** start Dataset records **

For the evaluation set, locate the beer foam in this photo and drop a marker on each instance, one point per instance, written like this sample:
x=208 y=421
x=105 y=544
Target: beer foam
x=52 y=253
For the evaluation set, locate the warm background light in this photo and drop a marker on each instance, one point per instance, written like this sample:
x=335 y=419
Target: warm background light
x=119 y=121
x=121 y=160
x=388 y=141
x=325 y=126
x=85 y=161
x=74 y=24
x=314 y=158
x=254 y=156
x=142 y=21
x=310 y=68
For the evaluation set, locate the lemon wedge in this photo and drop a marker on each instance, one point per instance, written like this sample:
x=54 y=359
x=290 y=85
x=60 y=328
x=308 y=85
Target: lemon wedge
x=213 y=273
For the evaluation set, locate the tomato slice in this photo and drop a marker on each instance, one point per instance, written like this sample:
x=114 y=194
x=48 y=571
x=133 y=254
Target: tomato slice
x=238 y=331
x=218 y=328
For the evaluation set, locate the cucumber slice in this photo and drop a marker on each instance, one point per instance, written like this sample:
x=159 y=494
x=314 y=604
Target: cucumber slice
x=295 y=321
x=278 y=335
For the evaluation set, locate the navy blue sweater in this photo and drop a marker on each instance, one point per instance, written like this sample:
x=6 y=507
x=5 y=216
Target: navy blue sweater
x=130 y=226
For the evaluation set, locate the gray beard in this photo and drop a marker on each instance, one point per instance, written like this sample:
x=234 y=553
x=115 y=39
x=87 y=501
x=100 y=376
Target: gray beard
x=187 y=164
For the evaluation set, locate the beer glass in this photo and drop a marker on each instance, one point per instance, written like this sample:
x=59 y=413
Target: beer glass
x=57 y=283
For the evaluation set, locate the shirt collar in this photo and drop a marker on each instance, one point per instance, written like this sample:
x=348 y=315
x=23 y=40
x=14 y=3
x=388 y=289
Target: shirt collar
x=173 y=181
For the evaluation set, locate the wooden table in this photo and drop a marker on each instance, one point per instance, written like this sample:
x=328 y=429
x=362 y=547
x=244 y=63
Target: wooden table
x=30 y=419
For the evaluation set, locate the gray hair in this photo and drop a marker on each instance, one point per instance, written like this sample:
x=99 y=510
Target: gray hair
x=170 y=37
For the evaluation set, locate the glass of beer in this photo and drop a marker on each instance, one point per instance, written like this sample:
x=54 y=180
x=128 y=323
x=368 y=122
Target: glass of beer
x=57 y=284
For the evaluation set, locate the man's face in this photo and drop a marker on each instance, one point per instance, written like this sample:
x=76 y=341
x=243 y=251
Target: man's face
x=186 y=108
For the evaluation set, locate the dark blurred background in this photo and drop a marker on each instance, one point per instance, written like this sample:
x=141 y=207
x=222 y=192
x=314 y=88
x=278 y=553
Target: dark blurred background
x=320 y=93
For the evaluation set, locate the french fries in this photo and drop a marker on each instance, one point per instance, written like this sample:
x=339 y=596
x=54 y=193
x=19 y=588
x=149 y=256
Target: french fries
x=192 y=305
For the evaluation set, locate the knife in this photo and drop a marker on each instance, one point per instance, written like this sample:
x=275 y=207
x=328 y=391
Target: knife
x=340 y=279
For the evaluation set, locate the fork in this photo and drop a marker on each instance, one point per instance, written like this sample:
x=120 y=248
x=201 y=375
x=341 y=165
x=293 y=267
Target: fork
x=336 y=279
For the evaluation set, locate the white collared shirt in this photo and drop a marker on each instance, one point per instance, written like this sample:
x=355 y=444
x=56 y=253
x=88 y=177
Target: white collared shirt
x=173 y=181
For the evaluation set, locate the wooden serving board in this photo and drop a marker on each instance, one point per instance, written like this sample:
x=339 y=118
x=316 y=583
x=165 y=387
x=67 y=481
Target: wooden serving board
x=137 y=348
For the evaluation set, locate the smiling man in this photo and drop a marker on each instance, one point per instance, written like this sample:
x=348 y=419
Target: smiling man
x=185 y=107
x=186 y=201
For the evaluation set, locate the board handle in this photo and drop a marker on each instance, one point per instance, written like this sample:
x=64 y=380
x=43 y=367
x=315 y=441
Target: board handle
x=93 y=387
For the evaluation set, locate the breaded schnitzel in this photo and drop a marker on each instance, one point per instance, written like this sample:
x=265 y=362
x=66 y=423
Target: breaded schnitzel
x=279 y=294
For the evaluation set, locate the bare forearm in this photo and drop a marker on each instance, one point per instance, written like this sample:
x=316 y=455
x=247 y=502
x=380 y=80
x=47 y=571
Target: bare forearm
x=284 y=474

** end Dataset records **

Problem statement: Return without alteration the lines from the line containing "For the evaluation set, locate the man's" through the line containing "x=137 y=348", including both of these lines.

Response below:
For the evaluation set, locate the man's face in this photo and drop a marker on each instance, one point per instance, written like this sample:
x=76 y=341
x=243 y=251
Target: man's face
x=186 y=108
For the evaluation set, locate the dark blurred background in this photo and drop a marker on each instance, one point per instance, written like this sample:
x=141 y=207
x=222 y=192
x=314 y=88
x=278 y=553
Target: dark blurred background
x=320 y=93
For the evaluation set, locate the french fries in this photo and drop a marker on each instance, one point per instance, written like this sample:
x=339 y=596
x=54 y=193
x=19 y=588
x=149 y=256
Target: french fries
x=192 y=305
For the evaluation set, locate the knife in this photo and drop a marker on each instance, one point per instance, written like this sample:
x=275 y=207
x=328 y=391
Target: knife
x=340 y=279
For the evaluation set, locate the fork in this photo and drop a marker on each instance, one point per instance, written like this sample:
x=120 y=248
x=201 y=375
x=341 y=165
x=293 y=267
Target: fork
x=336 y=279
For the evaluation set, locate the white collared shirt in this photo and drop a marker on each instance, one point per instance, written like this sample:
x=355 y=444
x=56 y=253
x=88 y=177
Target: white collared shirt
x=173 y=181
For the evaluation set, locate the wooden serving board in this photo and drop a marker on each instance, one point per instance, written like this sample:
x=339 y=118
x=316 y=583
x=165 y=387
x=67 y=481
Target: wooden serving board
x=137 y=348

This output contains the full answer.